What needs to be done
Please gather every line of the entries below that contains the word "beer", treating case as significant.

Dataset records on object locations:
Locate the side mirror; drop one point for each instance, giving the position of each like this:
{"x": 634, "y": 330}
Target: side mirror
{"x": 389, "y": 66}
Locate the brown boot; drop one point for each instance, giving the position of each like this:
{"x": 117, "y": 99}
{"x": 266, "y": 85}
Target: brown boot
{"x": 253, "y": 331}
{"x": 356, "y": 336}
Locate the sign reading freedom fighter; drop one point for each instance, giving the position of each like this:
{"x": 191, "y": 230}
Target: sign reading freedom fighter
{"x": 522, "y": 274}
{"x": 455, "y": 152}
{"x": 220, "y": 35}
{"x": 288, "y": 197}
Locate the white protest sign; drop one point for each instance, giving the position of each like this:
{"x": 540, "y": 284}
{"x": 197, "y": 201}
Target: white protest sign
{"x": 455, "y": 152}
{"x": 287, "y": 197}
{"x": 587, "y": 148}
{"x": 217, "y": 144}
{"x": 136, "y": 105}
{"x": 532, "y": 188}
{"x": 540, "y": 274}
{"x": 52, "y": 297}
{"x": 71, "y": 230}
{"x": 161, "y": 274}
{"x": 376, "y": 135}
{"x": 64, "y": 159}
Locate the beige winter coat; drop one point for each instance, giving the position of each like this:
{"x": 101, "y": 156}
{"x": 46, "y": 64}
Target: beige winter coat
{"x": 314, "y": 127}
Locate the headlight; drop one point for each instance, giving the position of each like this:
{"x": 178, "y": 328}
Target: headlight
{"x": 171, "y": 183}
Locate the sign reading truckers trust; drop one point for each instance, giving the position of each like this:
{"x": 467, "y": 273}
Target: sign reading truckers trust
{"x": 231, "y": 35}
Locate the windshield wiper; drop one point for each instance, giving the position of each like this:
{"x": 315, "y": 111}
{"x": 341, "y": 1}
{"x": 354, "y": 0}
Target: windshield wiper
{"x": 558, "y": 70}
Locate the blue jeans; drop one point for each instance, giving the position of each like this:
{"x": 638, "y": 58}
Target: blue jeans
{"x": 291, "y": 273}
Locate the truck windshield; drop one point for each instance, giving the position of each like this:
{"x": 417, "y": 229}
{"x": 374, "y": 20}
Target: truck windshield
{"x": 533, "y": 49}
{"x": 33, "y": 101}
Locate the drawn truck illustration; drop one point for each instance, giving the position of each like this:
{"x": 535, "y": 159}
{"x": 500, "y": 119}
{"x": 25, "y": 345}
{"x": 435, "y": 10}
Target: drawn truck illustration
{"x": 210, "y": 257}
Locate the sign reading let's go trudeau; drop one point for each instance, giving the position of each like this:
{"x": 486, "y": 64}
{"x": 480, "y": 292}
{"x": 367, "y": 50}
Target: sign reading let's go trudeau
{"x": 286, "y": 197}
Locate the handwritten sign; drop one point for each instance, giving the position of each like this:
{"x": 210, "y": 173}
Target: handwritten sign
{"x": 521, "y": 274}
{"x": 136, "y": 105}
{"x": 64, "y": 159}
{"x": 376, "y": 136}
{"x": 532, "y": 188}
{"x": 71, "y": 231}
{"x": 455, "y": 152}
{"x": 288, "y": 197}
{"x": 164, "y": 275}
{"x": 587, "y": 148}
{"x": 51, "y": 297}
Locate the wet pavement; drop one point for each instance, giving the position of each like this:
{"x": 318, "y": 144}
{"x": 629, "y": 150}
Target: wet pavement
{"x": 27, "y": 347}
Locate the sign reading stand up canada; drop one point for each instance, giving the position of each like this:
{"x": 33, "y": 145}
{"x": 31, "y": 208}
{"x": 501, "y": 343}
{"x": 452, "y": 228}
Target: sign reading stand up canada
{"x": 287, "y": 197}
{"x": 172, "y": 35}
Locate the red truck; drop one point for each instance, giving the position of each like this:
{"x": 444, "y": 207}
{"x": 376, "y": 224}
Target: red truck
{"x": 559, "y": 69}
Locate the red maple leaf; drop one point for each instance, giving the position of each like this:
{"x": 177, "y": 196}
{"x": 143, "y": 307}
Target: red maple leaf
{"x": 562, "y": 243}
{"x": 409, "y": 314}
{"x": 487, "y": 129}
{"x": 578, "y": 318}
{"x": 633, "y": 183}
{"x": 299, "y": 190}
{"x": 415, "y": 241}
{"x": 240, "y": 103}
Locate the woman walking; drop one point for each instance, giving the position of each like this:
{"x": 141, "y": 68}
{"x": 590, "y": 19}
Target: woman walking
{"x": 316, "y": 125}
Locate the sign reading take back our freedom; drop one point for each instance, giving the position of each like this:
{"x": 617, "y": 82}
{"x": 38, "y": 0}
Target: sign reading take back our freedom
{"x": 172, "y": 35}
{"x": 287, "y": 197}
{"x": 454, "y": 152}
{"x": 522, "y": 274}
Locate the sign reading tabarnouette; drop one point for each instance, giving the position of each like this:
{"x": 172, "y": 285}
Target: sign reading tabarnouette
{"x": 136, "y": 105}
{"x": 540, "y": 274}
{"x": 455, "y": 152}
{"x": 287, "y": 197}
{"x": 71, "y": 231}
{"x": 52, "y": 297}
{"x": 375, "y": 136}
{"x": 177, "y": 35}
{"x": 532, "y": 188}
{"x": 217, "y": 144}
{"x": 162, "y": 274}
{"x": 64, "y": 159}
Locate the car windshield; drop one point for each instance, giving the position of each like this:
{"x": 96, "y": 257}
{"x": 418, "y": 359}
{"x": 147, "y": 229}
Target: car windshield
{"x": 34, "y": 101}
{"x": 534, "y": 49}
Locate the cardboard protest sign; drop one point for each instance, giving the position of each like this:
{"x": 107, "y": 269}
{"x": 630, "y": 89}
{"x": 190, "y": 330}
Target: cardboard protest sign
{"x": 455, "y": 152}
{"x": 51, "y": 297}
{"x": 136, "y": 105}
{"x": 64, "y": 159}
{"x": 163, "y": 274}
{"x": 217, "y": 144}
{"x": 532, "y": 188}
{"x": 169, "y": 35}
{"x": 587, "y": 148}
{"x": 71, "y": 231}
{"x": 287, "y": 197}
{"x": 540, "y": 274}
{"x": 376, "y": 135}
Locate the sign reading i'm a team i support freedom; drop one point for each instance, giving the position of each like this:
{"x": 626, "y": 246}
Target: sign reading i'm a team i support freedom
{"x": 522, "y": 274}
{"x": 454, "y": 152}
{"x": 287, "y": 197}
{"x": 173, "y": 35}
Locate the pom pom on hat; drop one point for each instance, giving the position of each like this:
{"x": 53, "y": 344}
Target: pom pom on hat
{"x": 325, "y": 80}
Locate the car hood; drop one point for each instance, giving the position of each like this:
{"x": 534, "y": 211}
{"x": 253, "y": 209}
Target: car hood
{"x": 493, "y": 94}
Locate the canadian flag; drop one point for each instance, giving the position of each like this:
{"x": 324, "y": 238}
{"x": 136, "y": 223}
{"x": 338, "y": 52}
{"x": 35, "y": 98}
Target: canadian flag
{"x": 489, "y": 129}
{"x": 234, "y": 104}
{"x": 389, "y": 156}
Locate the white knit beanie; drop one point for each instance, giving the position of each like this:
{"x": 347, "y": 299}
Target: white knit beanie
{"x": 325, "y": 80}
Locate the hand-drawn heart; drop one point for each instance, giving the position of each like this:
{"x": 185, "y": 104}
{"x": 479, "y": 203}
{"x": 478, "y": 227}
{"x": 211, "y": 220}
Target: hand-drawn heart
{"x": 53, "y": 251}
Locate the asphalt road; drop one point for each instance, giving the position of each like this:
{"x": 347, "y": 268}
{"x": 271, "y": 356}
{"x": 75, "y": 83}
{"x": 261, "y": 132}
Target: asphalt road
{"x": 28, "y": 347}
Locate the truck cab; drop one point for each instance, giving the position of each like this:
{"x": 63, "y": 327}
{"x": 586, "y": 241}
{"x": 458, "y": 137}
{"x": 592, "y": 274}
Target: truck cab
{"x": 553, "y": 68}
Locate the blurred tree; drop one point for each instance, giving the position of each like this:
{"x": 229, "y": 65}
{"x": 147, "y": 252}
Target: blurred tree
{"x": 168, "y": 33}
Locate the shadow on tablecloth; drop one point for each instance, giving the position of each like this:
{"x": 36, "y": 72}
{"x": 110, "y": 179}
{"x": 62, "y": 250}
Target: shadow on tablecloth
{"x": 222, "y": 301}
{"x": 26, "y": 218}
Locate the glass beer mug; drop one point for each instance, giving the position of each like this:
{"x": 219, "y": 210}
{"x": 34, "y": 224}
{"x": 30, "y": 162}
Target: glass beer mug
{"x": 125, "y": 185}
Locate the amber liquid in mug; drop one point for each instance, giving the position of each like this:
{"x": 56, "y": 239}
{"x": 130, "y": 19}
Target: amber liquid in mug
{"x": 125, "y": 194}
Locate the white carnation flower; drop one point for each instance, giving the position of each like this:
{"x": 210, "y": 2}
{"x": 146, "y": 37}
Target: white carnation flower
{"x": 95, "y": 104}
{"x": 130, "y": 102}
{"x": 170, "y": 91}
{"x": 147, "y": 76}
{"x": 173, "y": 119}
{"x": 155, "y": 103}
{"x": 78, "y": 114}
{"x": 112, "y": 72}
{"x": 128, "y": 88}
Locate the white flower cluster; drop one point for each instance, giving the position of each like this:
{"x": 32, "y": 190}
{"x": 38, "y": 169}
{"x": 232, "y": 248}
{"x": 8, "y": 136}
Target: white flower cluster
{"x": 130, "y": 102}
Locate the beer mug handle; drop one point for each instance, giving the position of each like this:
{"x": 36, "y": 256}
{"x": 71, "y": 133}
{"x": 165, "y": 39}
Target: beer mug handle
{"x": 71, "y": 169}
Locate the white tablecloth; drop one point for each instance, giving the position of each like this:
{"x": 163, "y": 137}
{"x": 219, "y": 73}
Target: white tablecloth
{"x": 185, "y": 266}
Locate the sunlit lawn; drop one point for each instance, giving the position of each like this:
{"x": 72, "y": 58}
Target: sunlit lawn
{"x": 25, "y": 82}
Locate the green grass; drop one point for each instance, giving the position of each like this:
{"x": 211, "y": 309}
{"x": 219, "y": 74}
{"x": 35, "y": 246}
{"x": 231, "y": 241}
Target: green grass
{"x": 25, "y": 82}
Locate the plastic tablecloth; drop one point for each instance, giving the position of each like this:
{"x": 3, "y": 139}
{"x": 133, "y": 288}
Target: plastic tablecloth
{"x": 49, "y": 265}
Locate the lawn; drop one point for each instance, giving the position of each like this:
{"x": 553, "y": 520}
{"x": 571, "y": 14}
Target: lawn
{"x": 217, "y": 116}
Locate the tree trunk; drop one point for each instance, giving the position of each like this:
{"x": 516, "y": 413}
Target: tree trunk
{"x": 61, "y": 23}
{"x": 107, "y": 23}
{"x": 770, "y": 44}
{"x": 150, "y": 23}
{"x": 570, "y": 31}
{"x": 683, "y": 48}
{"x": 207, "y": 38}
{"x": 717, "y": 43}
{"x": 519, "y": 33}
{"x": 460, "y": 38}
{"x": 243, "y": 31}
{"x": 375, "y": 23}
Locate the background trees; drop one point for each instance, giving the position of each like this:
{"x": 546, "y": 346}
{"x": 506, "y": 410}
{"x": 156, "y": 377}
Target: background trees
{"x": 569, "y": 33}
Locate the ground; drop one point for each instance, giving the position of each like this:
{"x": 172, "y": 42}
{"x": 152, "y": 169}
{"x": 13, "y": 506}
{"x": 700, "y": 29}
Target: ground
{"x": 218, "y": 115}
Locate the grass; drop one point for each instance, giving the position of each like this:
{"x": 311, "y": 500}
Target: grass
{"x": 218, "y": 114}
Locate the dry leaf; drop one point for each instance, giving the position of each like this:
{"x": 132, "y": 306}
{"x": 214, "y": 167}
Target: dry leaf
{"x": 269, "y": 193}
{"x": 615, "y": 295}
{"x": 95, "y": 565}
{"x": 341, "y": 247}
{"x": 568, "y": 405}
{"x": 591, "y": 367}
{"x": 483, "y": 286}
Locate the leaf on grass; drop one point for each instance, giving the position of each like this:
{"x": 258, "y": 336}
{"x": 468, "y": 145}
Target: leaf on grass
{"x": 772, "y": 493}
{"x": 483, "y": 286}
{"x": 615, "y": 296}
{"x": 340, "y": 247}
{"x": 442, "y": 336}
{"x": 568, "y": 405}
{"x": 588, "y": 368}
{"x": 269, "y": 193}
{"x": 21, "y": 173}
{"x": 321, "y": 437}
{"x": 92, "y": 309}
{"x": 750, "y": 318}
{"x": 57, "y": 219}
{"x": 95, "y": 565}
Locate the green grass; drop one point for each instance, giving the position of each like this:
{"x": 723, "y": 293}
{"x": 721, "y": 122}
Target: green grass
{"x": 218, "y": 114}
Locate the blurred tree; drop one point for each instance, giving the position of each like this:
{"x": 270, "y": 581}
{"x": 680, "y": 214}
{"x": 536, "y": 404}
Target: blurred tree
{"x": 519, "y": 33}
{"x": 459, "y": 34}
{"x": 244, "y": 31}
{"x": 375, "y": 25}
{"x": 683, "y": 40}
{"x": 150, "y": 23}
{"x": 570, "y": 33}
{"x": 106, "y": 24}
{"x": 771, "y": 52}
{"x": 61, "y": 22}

Task solution
Locate the glass beer mug; drop one point for each instance, giving the position of each like this:
Target: glass beer mug
Locate the beer mug handle; drop one point for each instance, giving the position of each like this:
Target: beer mug handle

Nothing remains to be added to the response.